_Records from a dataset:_
_ _ _ _ _
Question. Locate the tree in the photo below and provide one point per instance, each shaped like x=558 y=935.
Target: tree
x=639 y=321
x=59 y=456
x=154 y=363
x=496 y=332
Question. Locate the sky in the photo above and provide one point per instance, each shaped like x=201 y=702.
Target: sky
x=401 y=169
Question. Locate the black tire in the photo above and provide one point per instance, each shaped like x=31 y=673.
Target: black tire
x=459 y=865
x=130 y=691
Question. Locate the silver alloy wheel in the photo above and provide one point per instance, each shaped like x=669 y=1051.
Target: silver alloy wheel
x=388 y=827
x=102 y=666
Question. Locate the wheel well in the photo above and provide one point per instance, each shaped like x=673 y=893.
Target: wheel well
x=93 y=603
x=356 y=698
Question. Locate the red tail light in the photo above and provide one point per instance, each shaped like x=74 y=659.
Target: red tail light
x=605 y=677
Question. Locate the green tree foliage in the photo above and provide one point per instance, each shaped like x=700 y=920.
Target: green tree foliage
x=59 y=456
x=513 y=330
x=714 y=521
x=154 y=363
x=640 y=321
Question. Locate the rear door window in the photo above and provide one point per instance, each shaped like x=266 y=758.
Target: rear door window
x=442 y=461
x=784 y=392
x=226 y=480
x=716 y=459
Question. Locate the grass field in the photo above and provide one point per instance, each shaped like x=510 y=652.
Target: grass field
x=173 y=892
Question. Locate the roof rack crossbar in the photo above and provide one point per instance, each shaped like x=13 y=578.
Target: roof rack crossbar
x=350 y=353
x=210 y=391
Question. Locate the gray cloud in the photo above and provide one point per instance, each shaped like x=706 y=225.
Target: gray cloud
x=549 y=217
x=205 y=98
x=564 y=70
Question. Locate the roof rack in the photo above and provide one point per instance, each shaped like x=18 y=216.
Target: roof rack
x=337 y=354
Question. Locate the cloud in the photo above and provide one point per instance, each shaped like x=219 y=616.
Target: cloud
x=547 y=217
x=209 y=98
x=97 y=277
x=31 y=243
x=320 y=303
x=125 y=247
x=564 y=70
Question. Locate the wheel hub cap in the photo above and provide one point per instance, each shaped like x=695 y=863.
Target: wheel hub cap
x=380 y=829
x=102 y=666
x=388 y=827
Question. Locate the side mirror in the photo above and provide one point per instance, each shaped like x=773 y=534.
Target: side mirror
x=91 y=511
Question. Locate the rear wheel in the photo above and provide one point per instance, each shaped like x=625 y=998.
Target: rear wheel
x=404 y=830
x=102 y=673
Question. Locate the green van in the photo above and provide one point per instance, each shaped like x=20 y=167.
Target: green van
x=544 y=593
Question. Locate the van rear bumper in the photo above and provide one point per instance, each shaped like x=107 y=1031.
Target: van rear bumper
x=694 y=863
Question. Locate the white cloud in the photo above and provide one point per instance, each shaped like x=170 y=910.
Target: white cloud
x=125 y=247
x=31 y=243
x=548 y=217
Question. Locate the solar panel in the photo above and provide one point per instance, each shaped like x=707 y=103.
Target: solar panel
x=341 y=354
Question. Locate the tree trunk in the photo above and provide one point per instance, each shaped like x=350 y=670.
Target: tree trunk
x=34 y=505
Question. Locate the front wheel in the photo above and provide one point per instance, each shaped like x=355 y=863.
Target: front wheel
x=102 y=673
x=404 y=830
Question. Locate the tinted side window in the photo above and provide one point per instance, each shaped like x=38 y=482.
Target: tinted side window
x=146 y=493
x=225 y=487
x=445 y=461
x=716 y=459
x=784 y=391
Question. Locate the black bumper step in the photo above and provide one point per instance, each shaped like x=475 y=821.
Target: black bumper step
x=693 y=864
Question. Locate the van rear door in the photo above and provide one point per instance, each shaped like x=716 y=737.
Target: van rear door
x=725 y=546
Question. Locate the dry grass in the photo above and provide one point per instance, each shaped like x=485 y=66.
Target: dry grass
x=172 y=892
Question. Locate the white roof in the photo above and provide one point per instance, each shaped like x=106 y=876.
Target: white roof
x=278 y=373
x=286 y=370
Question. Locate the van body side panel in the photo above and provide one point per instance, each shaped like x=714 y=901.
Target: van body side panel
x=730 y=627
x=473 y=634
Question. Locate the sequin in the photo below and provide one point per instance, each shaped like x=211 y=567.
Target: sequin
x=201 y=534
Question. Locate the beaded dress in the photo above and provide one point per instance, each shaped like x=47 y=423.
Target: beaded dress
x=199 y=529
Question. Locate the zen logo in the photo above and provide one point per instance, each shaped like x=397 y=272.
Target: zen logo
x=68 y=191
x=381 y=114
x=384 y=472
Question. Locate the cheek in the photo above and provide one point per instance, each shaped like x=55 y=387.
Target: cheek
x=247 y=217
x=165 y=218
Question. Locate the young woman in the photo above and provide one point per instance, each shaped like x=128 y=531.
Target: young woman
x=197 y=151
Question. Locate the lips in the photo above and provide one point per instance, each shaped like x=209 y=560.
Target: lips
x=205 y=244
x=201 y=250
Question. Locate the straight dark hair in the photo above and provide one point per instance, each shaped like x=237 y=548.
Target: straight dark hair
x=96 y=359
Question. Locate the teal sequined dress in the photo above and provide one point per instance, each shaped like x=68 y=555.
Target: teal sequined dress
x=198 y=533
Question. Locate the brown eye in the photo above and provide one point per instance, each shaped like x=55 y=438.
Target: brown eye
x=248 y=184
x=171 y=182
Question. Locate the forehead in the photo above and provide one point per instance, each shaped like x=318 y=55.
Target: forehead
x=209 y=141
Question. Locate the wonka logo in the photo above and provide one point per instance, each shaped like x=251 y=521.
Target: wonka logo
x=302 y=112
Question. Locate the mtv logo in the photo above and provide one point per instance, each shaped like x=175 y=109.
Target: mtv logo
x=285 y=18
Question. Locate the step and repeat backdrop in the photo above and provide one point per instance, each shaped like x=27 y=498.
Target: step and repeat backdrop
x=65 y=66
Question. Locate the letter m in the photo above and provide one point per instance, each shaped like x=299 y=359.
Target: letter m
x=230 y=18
_ _ _ _ _
_What the task requires:_ Your task is to extract the lines running from the one with "Question. Locate the cheek" to the end of the material, inclusive, copying each exactly and adding nothing.

_Exercise response:_
Question. Locate the cheek in the photo above and provide one point per instance, each shaped like x=55 y=387.
Target: cheek
x=247 y=217
x=165 y=218
Question. Locate the young woman in the photo above and provide one point per instance, each shaped like x=128 y=531.
Target: young woman
x=197 y=151
Question. Locate the lips in the photo above and provide one point per instance, each shaped like x=209 y=560.
Target: lips
x=205 y=244
x=201 y=250
Question. Locate the straight dark hair in the photo above and provide one point per instance, each shaped like x=237 y=548.
Target: straight dark hair
x=96 y=359
Question. Locate the teal sequined dress in the photo above and provide one point per instance, each shaped like x=68 y=555.
Target: teal sequined dress
x=198 y=533
Question. Locate the brown eye in the photo above and provide one point per instance, each shaped like x=55 y=438.
Target: brown eye
x=248 y=184
x=171 y=182
Question. Locate the forehead in the photo above and provide one point per instance, each shaped like x=318 y=55.
Target: forehead
x=209 y=141
Question. Locate the wonka logo in the photo above and provide one point per instance, each shaped like x=251 y=521.
Target: wonka logo
x=302 y=112
Question. Locate the mtv logo in the photo above and provide one point per instance, each shaped like x=175 y=109.
Target: mtv logo
x=285 y=18
Question. Locate the step and repeat backdrop in the photo above and provide one point per instance, each shaped like x=27 y=498.
Target: step and repeat backdrop
x=65 y=66
Question. Locate the letter m in the photo above and provide one point per instance, each shaped like x=299 y=359.
Target: letter m
x=230 y=18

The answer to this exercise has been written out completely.